● EXERCISE TASK 1: Present the listing as a numbered list, beginning at the line that contains "Note to the class: we label each instance of the building" and stopping after the line that contains "pixel 864 223". Include only those lines, omit blank lines, and leave out the pictures.

● GIVEN PASSAGE:
By Paul Iddon     Aug 7, 2014 in Politics
After displacing tens-of-thousands of Iraqi Christians and Yazidis the Islamic State group appears poised to strike Iraqi Kurdistan's autonomous capital Erbil.
Given the fact that the Kurds have been the most formidable force when it comes to fighting the Islamic State and disrupting their advances one wonders if an attempt by Islamic State to overrun Erbil will constitute their Stalingrad.
Islamic State fighters have displaced by some estimates 250,000 Iraqi Yazidi's and 100,000 Iraqi Christians, a horrific humanitarian crisis in that part of the country. The Kurdish Peshmerga are doing their utmost to confront Islamic State and hamper its advances. Last month the Iraqi Army fled the city of Kirkuk (a city of immense cultural importance to Kurdish nationalists) as Islamic State advanced towards it, the Peshmerga dispatched forces into the city and held the line against those Islamists who consequently halted their advance.
In recent days we've seen the Peshmerga, who are opting to keep up an offensive against the Islamic State to stop that group from consolidating its recent gains and use them in order to mount more advances, clash with Islamic State forces who have been scarily close to the autonomous Kurdish capital Erbil.
But why make an analogy with Stalingrad of all places?
As you know the Battle of Stalingrad historically constituted a that very important turning point in the Second World War when Nazi Germany's massive invasion of the Soviet Union began to suffer major setbacks and the Soviets began to mount their massive counter offensive which eventually saw the Red Army overrun eastern Germany.
In a similar vein to that state-of-affairs any Islamic State attempt to overrun or occupy Erbil will likely have the same affect. The Kurds have had a genocidal campaign leveled against them in the past and we've also seen how callous the Islamic State has been with civilian lives. They will be ruthless in any attempt to overrun the city and probably wouldn't hesitate in leveling it. However the Kurds will doubtlessly be ferocious when it comes to defending their autonomous capital since they are on home turf and will, as the Soviets did in Stalingrad all those years ago, engage the invaders in a street-by-street battle until either they are all killed by the attackers, or their attackers are defeated or repelled.
And they are already preparing for this possible eventuality. In a must read report recently published on McClatchy DC one important Kurdish military commander was quoted explaining that,
“Daash [the Arab term for IS] is testing our defenses. And if we don't show them we are strong here, then we have lost Erbil.”

● EXERCISE TASK 2: Retype the article on Erbil word for word, beginning at the words "By Paul Iddon" and stopping after "autonomous capital Erbil.".

● Dataset rows showing where objects appear:
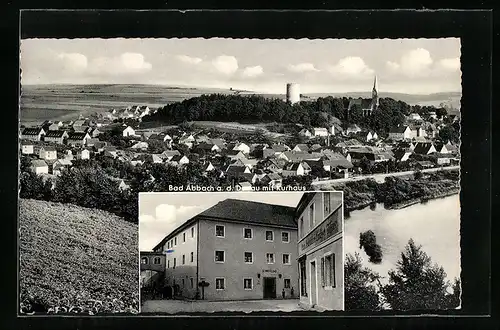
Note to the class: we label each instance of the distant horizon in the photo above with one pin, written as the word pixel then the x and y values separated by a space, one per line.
pixel 198 87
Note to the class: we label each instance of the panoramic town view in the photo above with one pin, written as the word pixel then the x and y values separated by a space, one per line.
pixel 104 119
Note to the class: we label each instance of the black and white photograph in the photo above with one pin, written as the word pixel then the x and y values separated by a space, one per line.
pixel 102 120
pixel 241 252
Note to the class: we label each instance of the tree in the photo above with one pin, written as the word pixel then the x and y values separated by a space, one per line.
pixel 416 283
pixel 360 285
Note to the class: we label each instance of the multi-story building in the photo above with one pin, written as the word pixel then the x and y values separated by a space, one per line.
pixel 241 249
pixel 320 253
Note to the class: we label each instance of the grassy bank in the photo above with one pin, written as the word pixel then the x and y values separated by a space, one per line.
pixel 397 192
pixel 76 260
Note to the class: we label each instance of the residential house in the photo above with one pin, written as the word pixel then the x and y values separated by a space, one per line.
pixel 424 148
pixel 140 146
pixel 128 131
pixel 301 148
pixel 48 153
pixel 56 136
pixel 272 180
pixel 401 133
pixel 83 154
pixel 59 165
pixel 305 133
pixel 441 148
pixel 77 138
pixel 39 166
pixel 235 154
pixel 243 147
pixel 294 169
pixel 352 129
pixel 32 133
pixel 179 159
pixel 27 148
pixel 402 154
pixel 320 131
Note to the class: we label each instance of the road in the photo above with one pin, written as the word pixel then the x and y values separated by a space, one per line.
pixel 247 306
pixel 381 177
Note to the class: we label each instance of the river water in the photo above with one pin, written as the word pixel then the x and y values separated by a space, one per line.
pixel 435 225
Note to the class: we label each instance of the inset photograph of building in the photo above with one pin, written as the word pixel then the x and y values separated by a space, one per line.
pixel 238 251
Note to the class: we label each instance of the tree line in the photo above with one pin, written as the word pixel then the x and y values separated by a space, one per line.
pixel 317 113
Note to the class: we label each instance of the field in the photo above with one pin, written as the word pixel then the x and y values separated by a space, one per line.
pixel 76 260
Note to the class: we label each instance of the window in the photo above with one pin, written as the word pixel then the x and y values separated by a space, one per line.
pixel 219 256
pixel 220 283
pixel 248 257
pixel 311 216
pixel 269 235
pixel 247 284
pixel 328 271
pixel 247 233
pixel 219 231
pixel 327 203
pixel 303 284
pixel 286 259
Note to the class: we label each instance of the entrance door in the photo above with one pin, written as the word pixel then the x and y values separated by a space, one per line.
pixel 269 287
pixel 313 283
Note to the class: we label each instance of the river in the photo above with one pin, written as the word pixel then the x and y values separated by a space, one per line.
pixel 435 225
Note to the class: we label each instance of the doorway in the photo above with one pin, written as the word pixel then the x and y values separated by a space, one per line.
pixel 313 284
pixel 269 287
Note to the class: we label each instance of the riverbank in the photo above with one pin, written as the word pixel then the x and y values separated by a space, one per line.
pixel 397 192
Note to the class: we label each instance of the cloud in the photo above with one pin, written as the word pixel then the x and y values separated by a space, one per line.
pixel 351 66
pixel 73 61
pixel 450 64
pixel 126 63
pixel 416 62
pixel 189 59
pixel 302 67
pixel 225 64
pixel 253 71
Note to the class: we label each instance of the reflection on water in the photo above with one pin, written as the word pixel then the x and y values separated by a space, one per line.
pixel 435 225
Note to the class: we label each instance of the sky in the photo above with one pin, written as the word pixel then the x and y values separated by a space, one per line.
pixel 412 66
pixel 161 213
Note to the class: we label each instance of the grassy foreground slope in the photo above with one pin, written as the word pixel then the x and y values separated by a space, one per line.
pixel 78 260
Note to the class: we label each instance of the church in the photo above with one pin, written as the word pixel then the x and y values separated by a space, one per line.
pixel 367 105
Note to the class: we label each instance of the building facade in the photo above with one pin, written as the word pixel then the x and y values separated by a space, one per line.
pixel 320 253
pixel 240 250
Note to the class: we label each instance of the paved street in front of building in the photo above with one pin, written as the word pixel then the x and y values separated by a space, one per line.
pixel 179 306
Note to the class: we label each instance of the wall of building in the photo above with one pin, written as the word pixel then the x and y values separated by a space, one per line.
pixel 184 271
pixel 234 269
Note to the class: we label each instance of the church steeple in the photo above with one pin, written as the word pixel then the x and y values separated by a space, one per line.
pixel 375 94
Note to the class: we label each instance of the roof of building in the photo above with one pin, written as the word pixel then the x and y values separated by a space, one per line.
pixel 38 163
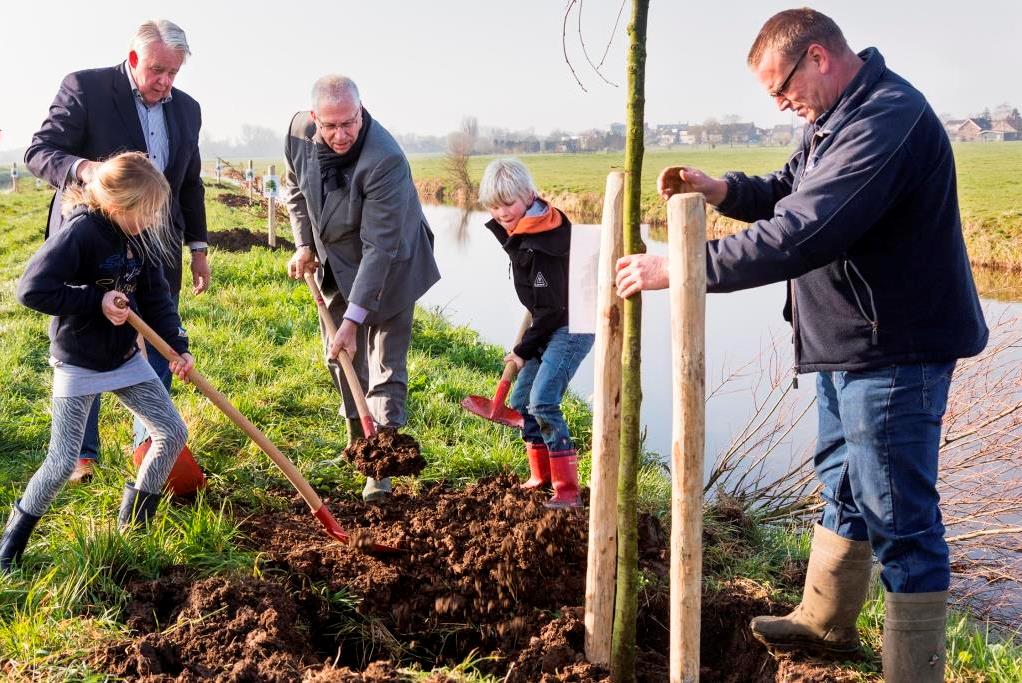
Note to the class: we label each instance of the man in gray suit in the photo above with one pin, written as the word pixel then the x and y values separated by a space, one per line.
pixel 359 226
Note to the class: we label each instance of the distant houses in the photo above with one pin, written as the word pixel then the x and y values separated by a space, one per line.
pixel 981 129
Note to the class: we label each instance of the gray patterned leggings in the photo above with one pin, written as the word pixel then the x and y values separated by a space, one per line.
pixel 148 400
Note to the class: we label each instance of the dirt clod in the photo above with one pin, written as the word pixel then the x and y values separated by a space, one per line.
pixel 386 453
pixel 240 239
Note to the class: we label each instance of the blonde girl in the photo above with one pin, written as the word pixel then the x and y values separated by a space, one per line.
pixel 110 249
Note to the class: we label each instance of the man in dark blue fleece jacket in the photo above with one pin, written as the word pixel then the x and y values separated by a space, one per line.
pixel 864 223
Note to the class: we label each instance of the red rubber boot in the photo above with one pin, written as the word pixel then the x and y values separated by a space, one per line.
pixel 564 472
pixel 539 465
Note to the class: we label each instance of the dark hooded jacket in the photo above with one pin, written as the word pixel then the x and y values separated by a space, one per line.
pixel 864 222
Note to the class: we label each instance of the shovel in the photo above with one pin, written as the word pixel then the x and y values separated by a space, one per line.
pixel 286 466
pixel 496 409
pixel 368 424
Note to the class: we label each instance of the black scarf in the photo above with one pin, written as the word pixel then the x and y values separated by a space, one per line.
pixel 333 167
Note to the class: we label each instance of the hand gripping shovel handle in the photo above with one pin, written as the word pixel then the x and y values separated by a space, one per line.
pixel 368 425
pixel 219 400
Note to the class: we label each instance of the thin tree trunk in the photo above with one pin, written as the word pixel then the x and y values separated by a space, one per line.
pixel 622 656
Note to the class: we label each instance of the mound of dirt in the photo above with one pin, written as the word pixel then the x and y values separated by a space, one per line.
pixel 218 629
pixel 240 239
pixel 386 453
pixel 485 568
pixel 234 200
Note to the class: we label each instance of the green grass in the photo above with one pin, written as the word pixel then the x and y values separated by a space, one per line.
pixel 254 335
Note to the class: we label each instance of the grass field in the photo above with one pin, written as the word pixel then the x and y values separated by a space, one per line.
pixel 254 335
pixel 989 185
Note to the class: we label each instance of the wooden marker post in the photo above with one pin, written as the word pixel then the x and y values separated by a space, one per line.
pixel 271 206
pixel 687 244
pixel 602 564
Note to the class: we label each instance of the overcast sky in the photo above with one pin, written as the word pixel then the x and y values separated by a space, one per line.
pixel 423 65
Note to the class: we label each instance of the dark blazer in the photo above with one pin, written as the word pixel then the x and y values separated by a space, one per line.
pixel 371 233
pixel 93 117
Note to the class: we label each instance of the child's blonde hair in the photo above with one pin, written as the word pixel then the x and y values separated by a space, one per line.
pixel 504 181
pixel 128 183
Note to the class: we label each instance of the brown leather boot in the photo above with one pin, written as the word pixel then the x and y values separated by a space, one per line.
pixel 539 465
pixel 914 637
pixel 836 585
pixel 83 471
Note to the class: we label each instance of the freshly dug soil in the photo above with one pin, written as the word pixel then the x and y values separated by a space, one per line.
pixel 386 453
pixel 240 239
pixel 486 568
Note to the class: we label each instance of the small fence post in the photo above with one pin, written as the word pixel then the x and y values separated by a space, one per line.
pixel 271 206
pixel 601 571
pixel 687 244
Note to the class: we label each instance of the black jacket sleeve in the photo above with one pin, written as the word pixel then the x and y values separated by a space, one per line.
pixel 55 146
pixel 192 193
pixel 44 286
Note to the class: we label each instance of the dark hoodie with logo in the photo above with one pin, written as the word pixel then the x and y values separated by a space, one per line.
pixel 67 277
pixel 538 248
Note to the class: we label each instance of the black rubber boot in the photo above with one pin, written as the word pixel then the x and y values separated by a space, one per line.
pixel 15 537
pixel 136 507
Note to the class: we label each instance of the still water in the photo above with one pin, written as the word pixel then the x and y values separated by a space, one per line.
pixel 748 345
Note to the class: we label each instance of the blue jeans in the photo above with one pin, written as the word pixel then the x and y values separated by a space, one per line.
pixel 877 458
pixel 90 444
pixel 541 388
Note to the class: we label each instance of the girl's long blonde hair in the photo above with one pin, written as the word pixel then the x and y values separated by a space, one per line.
pixel 128 183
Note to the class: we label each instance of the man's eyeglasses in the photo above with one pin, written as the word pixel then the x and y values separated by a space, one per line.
pixel 344 125
pixel 779 91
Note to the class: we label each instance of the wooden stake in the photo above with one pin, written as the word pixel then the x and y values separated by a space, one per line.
pixel 602 565
pixel 687 244
pixel 271 209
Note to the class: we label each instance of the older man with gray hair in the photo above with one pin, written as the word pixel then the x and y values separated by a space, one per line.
pixel 132 106
pixel 358 224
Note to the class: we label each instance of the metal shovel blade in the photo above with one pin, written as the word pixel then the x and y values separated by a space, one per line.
pixel 333 530
pixel 485 409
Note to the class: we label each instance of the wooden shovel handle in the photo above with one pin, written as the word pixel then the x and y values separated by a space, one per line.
pixel 219 400
pixel 368 425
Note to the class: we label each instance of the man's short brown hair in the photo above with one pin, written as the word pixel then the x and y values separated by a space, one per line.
pixel 791 33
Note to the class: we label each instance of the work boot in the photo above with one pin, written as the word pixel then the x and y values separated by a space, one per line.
pixel 15 537
pixel 914 637
pixel 186 476
pixel 836 584
pixel 564 474
pixel 83 471
pixel 376 491
pixel 137 507
pixel 539 465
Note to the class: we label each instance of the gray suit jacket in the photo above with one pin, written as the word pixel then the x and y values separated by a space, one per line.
pixel 370 233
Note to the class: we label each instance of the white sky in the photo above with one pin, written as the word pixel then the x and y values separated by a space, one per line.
pixel 422 65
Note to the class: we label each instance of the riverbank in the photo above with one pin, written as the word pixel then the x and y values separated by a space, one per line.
pixel 989 188
pixel 242 578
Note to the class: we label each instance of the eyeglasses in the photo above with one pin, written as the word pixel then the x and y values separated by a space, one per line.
pixel 779 91
pixel 346 126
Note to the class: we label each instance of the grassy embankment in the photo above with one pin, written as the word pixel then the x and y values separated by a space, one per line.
pixel 254 335
pixel 989 186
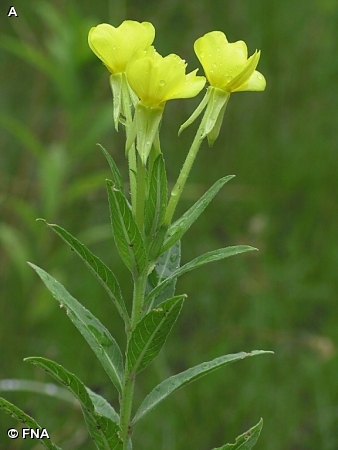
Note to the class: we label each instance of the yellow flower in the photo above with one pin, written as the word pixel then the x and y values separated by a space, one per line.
pixel 156 79
pixel 115 46
pixel 226 65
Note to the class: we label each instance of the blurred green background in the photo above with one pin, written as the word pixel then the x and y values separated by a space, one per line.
pixel 56 105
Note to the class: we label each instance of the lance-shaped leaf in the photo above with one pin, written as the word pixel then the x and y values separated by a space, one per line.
pixel 127 236
pixel 97 336
pixel 165 266
pixel 157 199
pixel 97 267
pixel 103 430
pixel 212 256
pixel 29 422
pixel 175 382
pixel 246 440
pixel 102 407
pixel 179 228
pixel 151 333
pixel 117 179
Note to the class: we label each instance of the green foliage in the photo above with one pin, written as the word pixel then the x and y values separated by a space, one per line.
pixel 175 382
pixel 18 414
pixel 151 333
pixel 127 236
pixel 97 336
pixel 102 421
pixel 282 147
pixel 246 440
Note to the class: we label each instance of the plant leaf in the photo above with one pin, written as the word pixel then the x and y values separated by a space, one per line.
pixel 212 256
pixel 157 199
pixel 166 264
pixel 127 236
pixel 104 431
pixel 97 267
pixel 97 336
pixel 28 421
pixel 172 384
pixel 117 179
pixel 181 226
pixel 151 333
pixel 246 440
pixel 102 407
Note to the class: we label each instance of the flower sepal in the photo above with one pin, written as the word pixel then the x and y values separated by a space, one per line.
pixel 147 120
pixel 198 111
pixel 116 81
pixel 214 113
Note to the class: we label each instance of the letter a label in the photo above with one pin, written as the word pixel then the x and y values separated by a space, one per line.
pixel 12 12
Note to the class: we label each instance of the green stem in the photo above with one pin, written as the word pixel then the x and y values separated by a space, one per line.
pixel 126 404
pixel 188 163
pixel 132 162
pixel 129 379
pixel 141 194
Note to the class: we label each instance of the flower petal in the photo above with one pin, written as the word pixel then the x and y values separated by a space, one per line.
pixel 156 79
pixel 115 46
pixel 192 86
pixel 256 82
pixel 247 70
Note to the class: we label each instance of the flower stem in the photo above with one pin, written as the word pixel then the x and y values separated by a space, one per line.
pixel 140 194
pixel 129 379
pixel 183 176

● EXERCISE RESPONSE 1:
1. Note to the class: we label each instance of the building facade in the photo above with one pin, written as the word pixel then the x and y values separated by a space, one per line.
2. pixel 320 253
3. pixel 240 250
4. Note to the class: we label each instance of the paved street in front of building in the photo above with one pin, written as the word pixel then the x and y values separated by a space, one per line.
5. pixel 179 306
6. Note to the class: we label each instance of the wall of building in the photo above with one pin, written as the word pixel then the x and y values separated by a space, one per line.
7. pixel 184 271
8. pixel 234 269
9. Note to the class: we label each instance of the church steeple in the photo above with one pin, written as the word pixel then the x and y values separated by a space, one per line.
10. pixel 375 94
11. Note to the class: we label each instance of the roof of building in the photo above with one pin, written as the word pixel then the x and y values separated by a space, one per line.
12. pixel 38 163
13. Note to the class: we label each instance of the man in gray suit in the photo above with one pin, written as the word pixel then the x and y values separated by a space, one per line.
14. pixel 359 226
15. Note to the class: we label each instance of the distant houses in the photo above with one pin, written as the word pixel then the x and y values separated by a space, one per line.
16. pixel 981 129
17. Note to the class: we label each instance of the gray patterned leggings in the photo above with one pin, written as the word pixel then the x and y values separated by a space, one per line.
18. pixel 148 400
19. Note to the class: we label each instance of the dirt clod in the photo above with one pin, written as the word pixel then the x and y values separated by a space, one per line.
20. pixel 386 453
21. pixel 240 239
22. Note to the class: we label each instance of the blonde girl in the photo above with one pin, written as the word pixel then the x and y values separated by a space, one per line.
23. pixel 110 249
24. Note to the class: we label each instance of the man in dark blue fleece jacket in the photo above with one pin, written as the word pixel then the x and y values separated by a space, one per line.
25. pixel 864 223

● EXERCISE RESPONSE 2:
By Paul Iddon     Aug 7, 2014 in Politics
After displacing tens-of-thousands of Iraqi Christians and Yazidis the Islamic State group appears poised to strike Iraqi Kurdistan's autonomous capital Erbil.